| Tugas yang Dikerjakan |
**1)** Sebutkan semua makanan yang menurut bacaan tentang MSG mengandung asam glutamat secara alami.
**2)** Tuliskan kembali tanpa perubahan bagian bacaan tentang MSG mulai dari "PARA ibu dibuat" sampai dengan "terutama untuk anak-anak?".

| Bacaan |
###
KOMENTAR

PARA ibu dibuat terhenyak dengan pemberitaan bahwa MSG aman dikonsumsi. Terlebih, informasi tersebut disampaikan oleh seorang dokter. Kontroversi pun tak bisa dibendung.

Sebagai konsumen, kita harus bijak memfilter setiap rumor yang beredar di masyarakat. Terlebih dalam urusan kesehatan, informasi harus berdasarkan data dan fakta yang menunjang serta serial penelitian klinis yang dilakukan pihak-pihak yang berkompeten. Perdebatan panjang mengenai bahaya monosodium glutamat (MSG) terus bergulir di masyarakat bak ujung yang tak bertepi. Benarkah bahan yang terkandung dalam penyedap rasa ini aman dikonsumsi, terutama untuk anak-anak?

Asal Mula MSG

Pada tahun 1908, Profesor Kikunae Ikeda menemukan bahwa glutamat menghasilkan rasa umami atau di Indonesia dikenal dengan rasa gurih atau lezat. Saat itu glutamat diperoleh dari ekstraksi rumput laut jenis kombu. Profesor Ikeda menamai produk tersebut monosodium glutamat dan mengajukan paten untuk membuat MSG. Suzuki bersaudara memulai produksi MSG komersial pada tahun 1909 sebagai AJI-NO-MOTO®. Mononatrium glutamat atau Monosodium glutamat (MSG) merupakan garam natrium dari asam glutamat, salah satu asam amino non-esensial paling berlimpah yang terbentuk secara alami. Asam glutamat ditemukan secara alami dalam tomat, anggur, keju, jamur dan makanan lainnya.
###
| Baris yang Disediakan |
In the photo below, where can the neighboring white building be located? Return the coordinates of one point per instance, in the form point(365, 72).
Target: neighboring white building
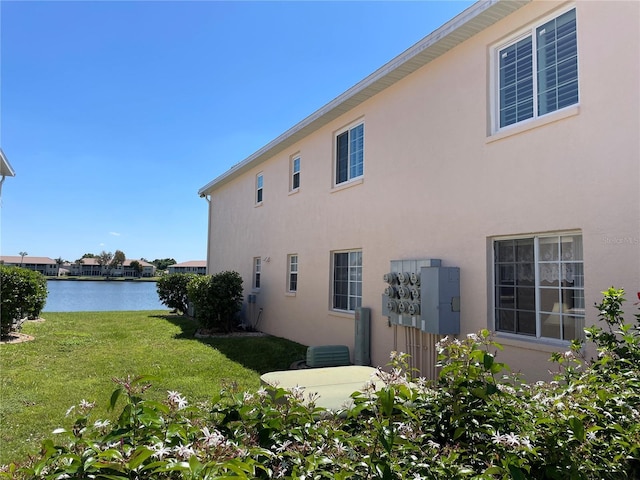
point(194, 266)
point(45, 265)
point(89, 267)
point(505, 144)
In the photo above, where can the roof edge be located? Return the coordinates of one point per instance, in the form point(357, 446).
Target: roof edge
point(6, 170)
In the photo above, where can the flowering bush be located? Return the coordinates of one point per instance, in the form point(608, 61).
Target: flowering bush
point(479, 421)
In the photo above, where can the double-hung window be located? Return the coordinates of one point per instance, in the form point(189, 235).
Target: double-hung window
point(538, 71)
point(295, 173)
point(347, 280)
point(539, 286)
point(259, 188)
point(257, 269)
point(350, 154)
point(292, 274)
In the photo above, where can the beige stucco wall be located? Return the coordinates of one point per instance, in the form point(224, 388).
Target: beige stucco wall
point(437, 184)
###
| Latihan yang Diselesaikan |
**1)** Tomat, anggur, keju, jamur

**2)**
PARA ibu dibuat terhenyak dengan pemberitaan bahwa MSG aman dikonsumsi. Terlebih, informasi tersebut disampaikan oleh seorang dokter. Kontroversi pun tak bisa dibendung.

Sebagai konsumen, kita harus bijak memfilter setiap rumor yang beredar di masyarakat. Terlebih dalam urusan kesehatan, informasi harus berdasarkan data dan fakta yang menunjang serta serial penelitian klinis yang dilakukan pihak-pihak yang berkompeten. Perdebatan panjang mengenai bahaya monosodium glutamat (MSG) terus bergulir di masyarakat bak ujung yang tak bertepi. Benarkah bahan yang terkandung dalam penyedap rasa ini aman dikonsumsi, terutama untuk anak-anak?